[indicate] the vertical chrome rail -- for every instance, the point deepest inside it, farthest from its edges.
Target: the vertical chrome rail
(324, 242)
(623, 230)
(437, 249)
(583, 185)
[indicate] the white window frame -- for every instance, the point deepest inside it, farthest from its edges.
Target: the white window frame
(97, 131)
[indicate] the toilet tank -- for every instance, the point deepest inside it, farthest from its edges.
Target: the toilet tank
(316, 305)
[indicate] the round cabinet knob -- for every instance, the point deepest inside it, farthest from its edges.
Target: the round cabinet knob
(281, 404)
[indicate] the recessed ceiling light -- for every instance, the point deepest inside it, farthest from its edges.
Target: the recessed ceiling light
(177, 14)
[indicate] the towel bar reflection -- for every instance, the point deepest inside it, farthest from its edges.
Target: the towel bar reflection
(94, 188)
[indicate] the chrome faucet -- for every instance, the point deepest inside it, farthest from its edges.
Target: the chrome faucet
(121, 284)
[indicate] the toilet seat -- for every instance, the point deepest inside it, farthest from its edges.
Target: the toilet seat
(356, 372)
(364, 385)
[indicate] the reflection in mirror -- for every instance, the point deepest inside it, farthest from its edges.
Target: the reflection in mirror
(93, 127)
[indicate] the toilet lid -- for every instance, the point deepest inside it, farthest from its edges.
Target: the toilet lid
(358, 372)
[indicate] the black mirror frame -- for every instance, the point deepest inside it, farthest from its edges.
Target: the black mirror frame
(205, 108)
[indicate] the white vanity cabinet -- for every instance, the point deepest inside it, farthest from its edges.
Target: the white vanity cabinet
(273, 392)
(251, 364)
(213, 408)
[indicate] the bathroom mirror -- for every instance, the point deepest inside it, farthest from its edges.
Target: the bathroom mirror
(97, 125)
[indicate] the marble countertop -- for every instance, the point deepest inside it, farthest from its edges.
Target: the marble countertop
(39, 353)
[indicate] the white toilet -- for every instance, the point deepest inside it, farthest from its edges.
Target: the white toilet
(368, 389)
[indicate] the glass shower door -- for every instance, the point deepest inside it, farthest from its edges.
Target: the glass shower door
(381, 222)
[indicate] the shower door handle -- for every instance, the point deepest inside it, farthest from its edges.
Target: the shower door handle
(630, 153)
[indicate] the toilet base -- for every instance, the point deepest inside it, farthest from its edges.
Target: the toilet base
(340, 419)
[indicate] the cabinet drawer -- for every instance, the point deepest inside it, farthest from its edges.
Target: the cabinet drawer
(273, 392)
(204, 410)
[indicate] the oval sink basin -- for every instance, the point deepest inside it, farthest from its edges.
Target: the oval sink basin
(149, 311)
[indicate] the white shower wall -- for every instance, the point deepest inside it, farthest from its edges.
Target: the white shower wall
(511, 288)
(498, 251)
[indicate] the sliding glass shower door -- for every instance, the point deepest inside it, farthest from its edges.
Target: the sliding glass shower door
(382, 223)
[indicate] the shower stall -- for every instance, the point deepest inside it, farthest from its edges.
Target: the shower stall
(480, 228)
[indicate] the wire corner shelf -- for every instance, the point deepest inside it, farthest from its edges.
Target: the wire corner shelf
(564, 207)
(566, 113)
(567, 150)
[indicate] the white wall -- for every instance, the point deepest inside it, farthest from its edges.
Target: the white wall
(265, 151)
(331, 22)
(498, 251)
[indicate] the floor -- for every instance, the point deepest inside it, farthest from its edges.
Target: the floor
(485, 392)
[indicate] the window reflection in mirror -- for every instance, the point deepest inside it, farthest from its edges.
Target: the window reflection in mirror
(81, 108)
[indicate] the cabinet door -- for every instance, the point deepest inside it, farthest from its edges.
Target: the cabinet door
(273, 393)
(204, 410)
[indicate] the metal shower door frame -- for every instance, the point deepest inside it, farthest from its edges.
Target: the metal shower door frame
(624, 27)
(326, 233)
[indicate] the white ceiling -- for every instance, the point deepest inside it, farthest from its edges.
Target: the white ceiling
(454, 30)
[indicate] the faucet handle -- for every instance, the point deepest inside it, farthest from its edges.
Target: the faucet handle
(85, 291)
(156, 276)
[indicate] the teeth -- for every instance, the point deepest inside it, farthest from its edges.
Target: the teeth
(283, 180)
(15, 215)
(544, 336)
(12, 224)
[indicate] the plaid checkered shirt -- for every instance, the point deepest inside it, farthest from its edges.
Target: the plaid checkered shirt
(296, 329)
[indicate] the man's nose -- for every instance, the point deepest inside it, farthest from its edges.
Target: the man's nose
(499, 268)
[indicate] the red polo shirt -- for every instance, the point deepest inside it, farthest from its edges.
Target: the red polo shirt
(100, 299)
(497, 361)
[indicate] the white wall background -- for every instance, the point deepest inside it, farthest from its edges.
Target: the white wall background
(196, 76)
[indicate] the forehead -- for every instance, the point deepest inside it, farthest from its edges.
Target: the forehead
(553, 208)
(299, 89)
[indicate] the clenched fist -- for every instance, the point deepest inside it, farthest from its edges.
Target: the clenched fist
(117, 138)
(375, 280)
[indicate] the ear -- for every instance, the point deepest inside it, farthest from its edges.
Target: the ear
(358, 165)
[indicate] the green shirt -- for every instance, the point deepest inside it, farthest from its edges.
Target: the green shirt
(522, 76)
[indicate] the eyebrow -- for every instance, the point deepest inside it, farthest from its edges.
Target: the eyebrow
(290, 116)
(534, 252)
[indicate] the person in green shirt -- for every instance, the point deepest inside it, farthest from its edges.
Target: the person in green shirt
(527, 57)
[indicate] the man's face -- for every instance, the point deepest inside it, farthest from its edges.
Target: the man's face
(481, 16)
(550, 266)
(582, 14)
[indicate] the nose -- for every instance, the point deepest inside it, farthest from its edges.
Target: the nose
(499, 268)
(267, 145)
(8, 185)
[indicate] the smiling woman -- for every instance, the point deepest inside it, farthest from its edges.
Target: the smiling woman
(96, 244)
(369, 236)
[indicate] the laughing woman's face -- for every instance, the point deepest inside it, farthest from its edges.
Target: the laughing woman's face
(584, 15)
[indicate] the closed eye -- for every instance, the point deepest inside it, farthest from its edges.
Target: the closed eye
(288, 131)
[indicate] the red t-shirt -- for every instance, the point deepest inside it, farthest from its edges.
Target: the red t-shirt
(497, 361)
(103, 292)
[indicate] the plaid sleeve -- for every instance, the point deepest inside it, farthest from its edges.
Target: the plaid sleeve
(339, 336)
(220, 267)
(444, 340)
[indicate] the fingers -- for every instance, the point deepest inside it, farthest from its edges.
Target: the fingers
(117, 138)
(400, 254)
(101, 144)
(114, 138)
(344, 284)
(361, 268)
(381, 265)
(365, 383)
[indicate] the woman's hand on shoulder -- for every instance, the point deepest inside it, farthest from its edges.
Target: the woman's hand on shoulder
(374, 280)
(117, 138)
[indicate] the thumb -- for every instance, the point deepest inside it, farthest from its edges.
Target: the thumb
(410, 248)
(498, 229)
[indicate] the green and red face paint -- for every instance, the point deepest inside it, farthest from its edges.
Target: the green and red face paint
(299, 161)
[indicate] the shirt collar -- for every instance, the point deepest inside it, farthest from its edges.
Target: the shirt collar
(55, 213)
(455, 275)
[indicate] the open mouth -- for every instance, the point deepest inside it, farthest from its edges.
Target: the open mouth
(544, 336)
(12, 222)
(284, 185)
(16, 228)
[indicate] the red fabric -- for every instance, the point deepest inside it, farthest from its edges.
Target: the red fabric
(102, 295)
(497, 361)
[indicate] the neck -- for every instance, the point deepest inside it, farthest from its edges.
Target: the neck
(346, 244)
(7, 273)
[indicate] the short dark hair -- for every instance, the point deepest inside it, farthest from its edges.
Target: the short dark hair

============

◆ EXERCISE DESCRIPTION ◆
Repeat the entire listing above without changing a word.

◆ OUTPUT FOR THIS EXERCISE ◆
[indicate] the vertical chrome rail -- for every instance, the point deepest inside it, farthest from its edges.
Target: the vertical chrome rail
(324, 242)
(623, 230)
(437, 249)
(583, 185)
[indicate] the white window frame -- for every instance, the point deepest inside it, farthest from its edges.
Target: the white window frame
(97, 131)
[indicate] the toilet tank -- for every instance, the point deepest inside it, farthest from its edges.
Target: the toilet tank
(316, 305)
[indicate] the round cabinet knob -- for every instance, the point deepest inside it, farthest from its edges.
Target: the round cabinet knob
(281, 404)
[indicate] the recessed ceiling light -- for every instance, the point deepest inside it, farthest from its edges.
Target: the recessed ceiling light
(177, 14)
[indicate] the towel bar reflection -- for every instance, the point deepest inside it, farthest from its edges.
Target: the towel bar reflection
(94, 188)
[indicate] the chrome faucet -- for every instance, the point deepest inside it, farthest from its edges.
Target: the chrome faucet
(121, 284)
[indicate] the toilet seat -- for every instance, the point deepest inside it, farthest from its edges.
Target: the toilet seat
(356, 372)
(364, 385)
[indicate] the reflection in mirror -- for every instance, the point deepest inside it, farthest from its edges.
Target: the reflection in mirror
(93, 127)
[indicate] the toilet lid -- for every instance, the point deepest inside it, farthest from its edges.
Target: the toilet lid
(358, 372)
[indicate] the black mirror frame -- for every instance, the point deepest inside it, farthest from its edges.
Target: the black mirror frame
(205, 108)
[indicate] the white vanity cabinet -- for every instance, the point deepest inside it, farthest from its edges.
Target: the white vanity cabinet
(273, 392)
(251, 364)
(213, 408)
[indicate] the bathroom mirror -- for every instance, the point deepest inside it, farthest from its edges.
Target: the bathroom mirror
(97, 125)
[indicate] the marble countertop -- for every instance, the point deepest inside it, farthest from its edges.
Target: the marble countertop
(39, 353)
[indicate] the white toilet -- for every instance, the point deepest inside it, farthest from its edges.
Target: the white toilet
(368, 389)
[indicate] the glass shower door -- for every instance, the point deepest inside it, farthest from its edges.
Target: the glass shower door
(381, 222)
[indicate] the shower door handle -- for every instance, the point deepest inside it, farthest from its edges.
Target: the shower door handle
(630, 153)
[indicate] the toilet base -- for every instance, the point deepest inside it, farthest from its edges.
Target: the toilet base
(340, 419)
[indicate] the cabinet drawer -- for every instance, the point deepest inside it, farthest from its edges.
Target: the cabinet drawer
(273, 392)
(204, 410)
[indicate] the oval sink basin -- for every instance, the point deepest inside it, farthest from its edges.
Target: the oval sink basin
(149, 311)
[indicate] the white shower wall -- for every instance, the point deepest inside it, farthest from its edges.
Target: the white shower wall
(511, 288)
(498, 251)
[indicate] the sliding glass shower door -- for every instance, the point deepest inside it, farthest from its edges.
Target: the sliding glass shower door
(382, 223)
[indicate] the shower stall -- for every instance, the point deepest inside it, farthest from its edges.
Target: the shower stall
(480, 228)
[indicate] the wire corner shelf -- for every instance, the point deepest inside it, farthest from its edges.
Target: the wire corner shelf
(564, 207)
(566, 113)
(567, 150)
[indicate] the white wall -- for every instance, the point deepest inside it, farthest from its edges.
Target: the white wall
(265, 151)
(331, 22)
(498, 251)
[indicate] the floor -- for every instance, the point deepest inside it, farthest from its edges.
Target: the floor
(485, 392)
[indicate] the window reflection in mirror -- for every instance, the point deepest inside it, farthest from its edges.
Target: the window reflection in mirror
(81, 108)
[indicate] the cabinet door -- for every instance, the point deepest inside it, farthest from its edges.
Target: the cabinet door
(273, 393)
(204, 410)
[indicate] the metal shower door frame -- for every instance, the point deepest inside it, farthest from its edges.
Target: the metal shower door frame
(624, 27)
(326, 233)
[indicate] the white ceiling -- for every instance, the point deepest inside it, farthest from its edges.
Target: the white ceiling
(454, 30)
[indicate] the faucet handle -- for every instance, the point deepest inside it, farthest from its edges.
Target: the faucet handle
(85, 291)
(156, 276)
[indicate] the teeth -- for every instance, the point deepest inside it, farthest from its edges.
Target: the teeth
(283, 180)
(15, 215)
(544, 336)
(12, 224)
[indicate] the plaid checkered shirt -- for every instance, the point deepest inside it, farthest from its edges.
Target: the plaid checkered shirt
(296, 329)
[indicate] the man's nose -- for every instance, the point deepest inside it, farthest from its edges.
Target: the man's nose
(499, 268)
[indicate] the red polo shirt -- for every instance, the point deepest inside it, farthest from its edges.
Target: the red polo shirt
(100, 299)
(497, 361)
[indicate] the white wall background -- for every instance, the point deepest inside it, farthest from its edges.
Target: the white wall background
(196, 76)
[indicate] the forehead -- for every instance, the point deepest inside it, farthest from its edges.
Target: the forehead
(553, 208)
(299, 89)
[indicate] the clenched fist -- for every instance, the point deepest inside it, farthest from its edges.
Target: the clenched fist
(117, 138)
(375, 280)
[indicate] the ear -- for every instance, the point deepest inside it, farthest from its edges.
Target: the ear
(358, 165)
[indicate] the green shirt -- for every instance, the point deepest inside it, farthest from its edges.
Target: the green shirt
(522, 76)
[indicate] the eyebrow -- for every instance, the point deepest inside it, farthest from its edges.
Target: the eyebrow
(290, 116)
(534, 252)
[indicate] the person in green shirt -- for every instance, the point deepest inside it, farthest from its edges.
Target: the person in green shirt
(527, 57)
[indicate] the man's face -- for every instance, the point deepest inside it, farthest from its edges.
Target: the man's face
(481, 16)
(550, 266)
(582, 14)
[indicate] the nose -- for every instance, the point deepest inside it, farthest from its edges.
Target: the nose
(499, 268)
(267, 145)
(8, 185)
[indicate] the smiling woman -- for every instance, the point deepest inside it, farthest from its edges.
Target: the smiling woman
(96, 244)
(369, 236)
[indicate] the laughing woman's face -- for every instance, the point deepest inside it, farthest from its edges.
Target: the laughing woman's face
(584, 15)
[indicate] the closed eye -- for every instance, the point deepest inside it, farthest from its edges.
Target: the closed eye
(288, 131)
[indicate] the red t-shirt -- for every instance, the point deepest inside it, farthest from its edges.
Target: the red t-shirt
(497, 361)
(103, 292)
[indicate] the plaid sleeve -- for every instance, the point deepest inside it, farthest from its edges.
Target: the plaid sleeve
(339, 336)
(220, 267)
(444, 340)
[indicate] the fingers -- for every instance, the point deepest inside it, farthest from its edges.
Target: the fingers
(117, 138)
(400, 254)
(101, 144)
(114, 138)
(344, 284)
(361, 268)
(381, 265)
(365, 383)
[indicate] the woman's hand on shoulder -- for every instance, the point deepest inside it, farthest from its edges.
Target: the woman's hand on shoulder
(374, 280)
(117, 138)
[indicate] the thumb -- for every instance, the point deepest inside it, farthest from its edges.
Target: the thumb
(410, 248)
(498, 229)
[indicate] the green and red face paint -- for every instance, the point deepest inside it, farthest from its edges.
Target: the green and red face paint
(299, 161)
[indicate] the shirt collar -- for every instance, the point deepest inside it, farthest from its edges.
Target: the shirt collar
(55, 213)
(455, 275)
[indicate] the open mouth -- for every instance, the point deepest inside it, farthest from its edges.
Target: the open mouth
(544, 336)
(12, 222)
(284, 185)
(16, 228)
[indicate] the red fabric -- for every instance, the point deepest inside it, farthest from its edges.
Target: the red fabric
(102, 295)
(497, 361)
[indicate] the neck -- for every instance, the point deepest inside it, farthest from its edges.
Target: the neck
(346, 244)
(7, 273)
[indicate] the short dark hair -- for every instance, the point deepest inside it, farthest from its edges.
Target: the short dark hair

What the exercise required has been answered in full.